[WHAT YOU NEED TO DO]: List every line of the material below that contains the string "stucco", matching case exactly.

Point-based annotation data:
>>>>>

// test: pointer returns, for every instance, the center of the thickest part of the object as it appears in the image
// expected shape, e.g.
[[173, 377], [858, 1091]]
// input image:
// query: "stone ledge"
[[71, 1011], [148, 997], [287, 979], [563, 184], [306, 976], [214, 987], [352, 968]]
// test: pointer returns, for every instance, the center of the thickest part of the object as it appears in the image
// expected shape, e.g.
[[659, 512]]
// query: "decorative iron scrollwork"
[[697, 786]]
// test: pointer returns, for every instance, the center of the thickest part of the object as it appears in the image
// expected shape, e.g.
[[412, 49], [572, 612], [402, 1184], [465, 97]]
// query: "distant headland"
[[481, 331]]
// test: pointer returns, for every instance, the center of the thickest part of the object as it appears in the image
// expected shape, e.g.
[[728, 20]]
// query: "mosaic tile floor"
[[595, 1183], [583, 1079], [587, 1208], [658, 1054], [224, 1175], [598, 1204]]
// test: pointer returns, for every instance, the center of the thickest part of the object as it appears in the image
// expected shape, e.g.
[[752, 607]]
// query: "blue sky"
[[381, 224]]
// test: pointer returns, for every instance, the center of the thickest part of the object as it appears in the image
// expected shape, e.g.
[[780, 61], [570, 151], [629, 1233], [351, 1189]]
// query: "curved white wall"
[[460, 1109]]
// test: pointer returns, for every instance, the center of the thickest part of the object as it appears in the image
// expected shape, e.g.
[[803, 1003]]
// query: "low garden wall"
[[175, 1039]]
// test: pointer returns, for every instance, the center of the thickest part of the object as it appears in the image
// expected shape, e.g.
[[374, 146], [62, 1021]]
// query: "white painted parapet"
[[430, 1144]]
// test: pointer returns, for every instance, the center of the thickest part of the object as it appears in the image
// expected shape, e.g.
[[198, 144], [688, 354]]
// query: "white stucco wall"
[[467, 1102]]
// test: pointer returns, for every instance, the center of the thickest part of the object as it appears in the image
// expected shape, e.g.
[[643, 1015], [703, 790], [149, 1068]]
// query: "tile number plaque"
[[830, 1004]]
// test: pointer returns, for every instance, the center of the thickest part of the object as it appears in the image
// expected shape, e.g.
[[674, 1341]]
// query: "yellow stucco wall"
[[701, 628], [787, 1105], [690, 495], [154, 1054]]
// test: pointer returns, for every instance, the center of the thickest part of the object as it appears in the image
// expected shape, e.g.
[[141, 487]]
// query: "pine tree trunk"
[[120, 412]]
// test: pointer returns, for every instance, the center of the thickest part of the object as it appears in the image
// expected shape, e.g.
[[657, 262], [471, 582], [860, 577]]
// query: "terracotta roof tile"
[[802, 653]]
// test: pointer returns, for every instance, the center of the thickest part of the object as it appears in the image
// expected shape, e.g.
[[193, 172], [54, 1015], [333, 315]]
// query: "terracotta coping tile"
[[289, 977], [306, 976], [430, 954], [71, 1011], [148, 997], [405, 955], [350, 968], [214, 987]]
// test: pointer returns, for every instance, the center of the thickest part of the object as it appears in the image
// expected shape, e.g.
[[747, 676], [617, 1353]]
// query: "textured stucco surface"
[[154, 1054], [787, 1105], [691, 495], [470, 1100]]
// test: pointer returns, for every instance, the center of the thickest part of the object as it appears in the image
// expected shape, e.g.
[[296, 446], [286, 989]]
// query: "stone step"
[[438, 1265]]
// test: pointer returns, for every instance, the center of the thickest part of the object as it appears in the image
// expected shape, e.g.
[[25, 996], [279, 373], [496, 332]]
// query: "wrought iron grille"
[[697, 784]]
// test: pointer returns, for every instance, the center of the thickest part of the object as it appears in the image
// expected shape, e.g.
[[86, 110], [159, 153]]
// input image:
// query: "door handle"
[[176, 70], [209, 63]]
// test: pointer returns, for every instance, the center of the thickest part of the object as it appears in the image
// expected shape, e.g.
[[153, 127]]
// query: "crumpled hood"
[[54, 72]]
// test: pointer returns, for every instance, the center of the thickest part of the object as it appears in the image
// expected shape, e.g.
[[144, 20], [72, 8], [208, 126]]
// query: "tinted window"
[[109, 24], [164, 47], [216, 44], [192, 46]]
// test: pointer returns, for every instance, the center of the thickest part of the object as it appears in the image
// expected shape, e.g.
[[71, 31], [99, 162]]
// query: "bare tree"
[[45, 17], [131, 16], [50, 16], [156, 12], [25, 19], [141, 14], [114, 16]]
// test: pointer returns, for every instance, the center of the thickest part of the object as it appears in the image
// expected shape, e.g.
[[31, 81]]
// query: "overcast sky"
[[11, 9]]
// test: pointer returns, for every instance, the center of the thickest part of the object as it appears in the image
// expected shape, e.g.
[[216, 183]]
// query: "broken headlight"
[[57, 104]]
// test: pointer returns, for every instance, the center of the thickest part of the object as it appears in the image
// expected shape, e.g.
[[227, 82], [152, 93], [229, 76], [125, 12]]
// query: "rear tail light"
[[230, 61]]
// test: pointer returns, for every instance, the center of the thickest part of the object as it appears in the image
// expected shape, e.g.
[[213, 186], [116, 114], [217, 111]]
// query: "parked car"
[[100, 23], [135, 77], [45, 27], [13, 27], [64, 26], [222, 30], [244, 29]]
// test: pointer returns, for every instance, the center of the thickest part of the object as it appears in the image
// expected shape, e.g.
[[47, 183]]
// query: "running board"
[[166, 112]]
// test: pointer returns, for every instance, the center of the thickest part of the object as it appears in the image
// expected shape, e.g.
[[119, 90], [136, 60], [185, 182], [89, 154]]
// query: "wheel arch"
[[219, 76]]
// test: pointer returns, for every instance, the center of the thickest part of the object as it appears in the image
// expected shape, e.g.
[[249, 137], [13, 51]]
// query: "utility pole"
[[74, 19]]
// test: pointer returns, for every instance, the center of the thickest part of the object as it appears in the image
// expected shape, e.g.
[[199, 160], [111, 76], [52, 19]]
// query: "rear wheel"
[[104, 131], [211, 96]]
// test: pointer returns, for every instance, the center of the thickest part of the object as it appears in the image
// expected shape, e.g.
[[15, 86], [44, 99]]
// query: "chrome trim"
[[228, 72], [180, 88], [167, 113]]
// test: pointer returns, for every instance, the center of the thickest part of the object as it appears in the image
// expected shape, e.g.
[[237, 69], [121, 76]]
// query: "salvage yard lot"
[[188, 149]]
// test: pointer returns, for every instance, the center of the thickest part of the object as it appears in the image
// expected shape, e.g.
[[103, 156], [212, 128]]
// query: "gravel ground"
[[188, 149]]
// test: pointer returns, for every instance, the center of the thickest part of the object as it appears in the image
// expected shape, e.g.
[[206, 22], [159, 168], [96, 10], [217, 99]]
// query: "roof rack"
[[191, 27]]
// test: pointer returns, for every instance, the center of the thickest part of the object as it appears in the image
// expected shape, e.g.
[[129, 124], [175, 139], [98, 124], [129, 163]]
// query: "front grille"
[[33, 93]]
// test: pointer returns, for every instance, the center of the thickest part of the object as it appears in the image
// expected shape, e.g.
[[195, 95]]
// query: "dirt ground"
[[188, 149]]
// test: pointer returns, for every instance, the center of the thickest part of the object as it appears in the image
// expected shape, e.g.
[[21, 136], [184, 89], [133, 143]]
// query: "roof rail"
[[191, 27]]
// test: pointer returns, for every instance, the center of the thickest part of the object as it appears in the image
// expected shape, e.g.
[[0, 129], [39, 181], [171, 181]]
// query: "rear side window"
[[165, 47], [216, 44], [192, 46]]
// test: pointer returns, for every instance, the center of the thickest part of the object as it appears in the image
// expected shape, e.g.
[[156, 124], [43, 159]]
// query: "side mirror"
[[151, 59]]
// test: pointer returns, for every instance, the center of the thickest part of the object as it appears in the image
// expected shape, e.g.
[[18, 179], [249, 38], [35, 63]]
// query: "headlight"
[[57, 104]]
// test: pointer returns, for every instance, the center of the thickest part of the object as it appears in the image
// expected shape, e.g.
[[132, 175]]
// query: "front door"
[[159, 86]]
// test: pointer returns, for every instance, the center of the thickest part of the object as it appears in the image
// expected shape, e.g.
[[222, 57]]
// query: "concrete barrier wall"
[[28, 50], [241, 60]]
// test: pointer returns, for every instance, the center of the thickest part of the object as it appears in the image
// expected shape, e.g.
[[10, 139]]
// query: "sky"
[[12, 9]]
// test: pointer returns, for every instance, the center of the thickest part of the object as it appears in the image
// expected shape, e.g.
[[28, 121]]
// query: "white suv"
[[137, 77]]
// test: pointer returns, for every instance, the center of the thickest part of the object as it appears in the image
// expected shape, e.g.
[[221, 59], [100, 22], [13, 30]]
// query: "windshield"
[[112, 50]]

<<<<<

[WRITTEN RESPONSE]:
// query: "white stucco wall"
// query: "yellow stucco wall"
// query: "textured stucco surface"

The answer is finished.